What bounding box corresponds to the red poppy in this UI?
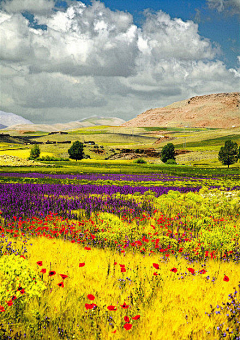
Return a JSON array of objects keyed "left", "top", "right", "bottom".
[
  {"left": 153, "top": 263, "right": 159, "bottom": 269},
  {"left": 188, "top": 268, "right": 195, "bottom": 274},
  {"left": 120, "top": 302, "right": 129, "bottom": 309},
  {"left": 49, "top": 270, "right": 56, "bottom": 276},
  {"left": 170, "top": 268, "right": 177, "bottom": 273},
  {"left": 85, "top": 303, "right": 97, "bottom": 309},
  {"left": 87, "top": 294, "right": 95, "bottom": 301},
  {"left": 132, "top": 315, "right": 140, "bottom": 320},
  {"left": 223, "top": 275, "right": 229, "bottom": 282},
  {"left": 7, "top": 300, "right": 13, "bottom": 306},
  {"left": 123, "top": 323, "right": 132, "bottom": 331}
]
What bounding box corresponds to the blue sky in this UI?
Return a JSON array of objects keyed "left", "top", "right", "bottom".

■ **WRITTEN EXERCISE**
Reproduce the lines of all the records above with "UI" replaced by "image" and everything else unchanged. Omit the pictures.

■ **EXERCISE ANSWER**
What bounding box corresponds to the red poppy in this image?
Return a JSON array of objects keyed "left", "top", "right", "bottom".
[
  {"left": 153, "top": 263, "right": 159, "bottom": 269},
  {"left": 188, "top": 268, "right": 195, "bottom": 274},
  {"left": 120, "top": 302, "right": 129, "bottom": 309},
  {"left": 49, "top": 270, "right": 56, "bottom": 276},
  {"left": 170, "top": 268, "right": 177, "bottom": 273},
  {"left": 85, "top": 303, "right": 97, "bottom": 309},
  {"left": 87, "top": 294, "right": 95, "bottom": 301},
  {"left": 132, "top": 315, "right": 140, "bottom": 320},
  {"left": 223, "top": 275, "right": 229, "bottom": 282},
  {"left": 7, "top": 300, "right": 13, "bottom": 306},
  {"left": 123, "top": 323, "right": 132, "bottom": 331}
]
What bounding box corresponds to the blue sky in this image?
Return a JSON array of objects keyed "left", "top", "right", "bottom".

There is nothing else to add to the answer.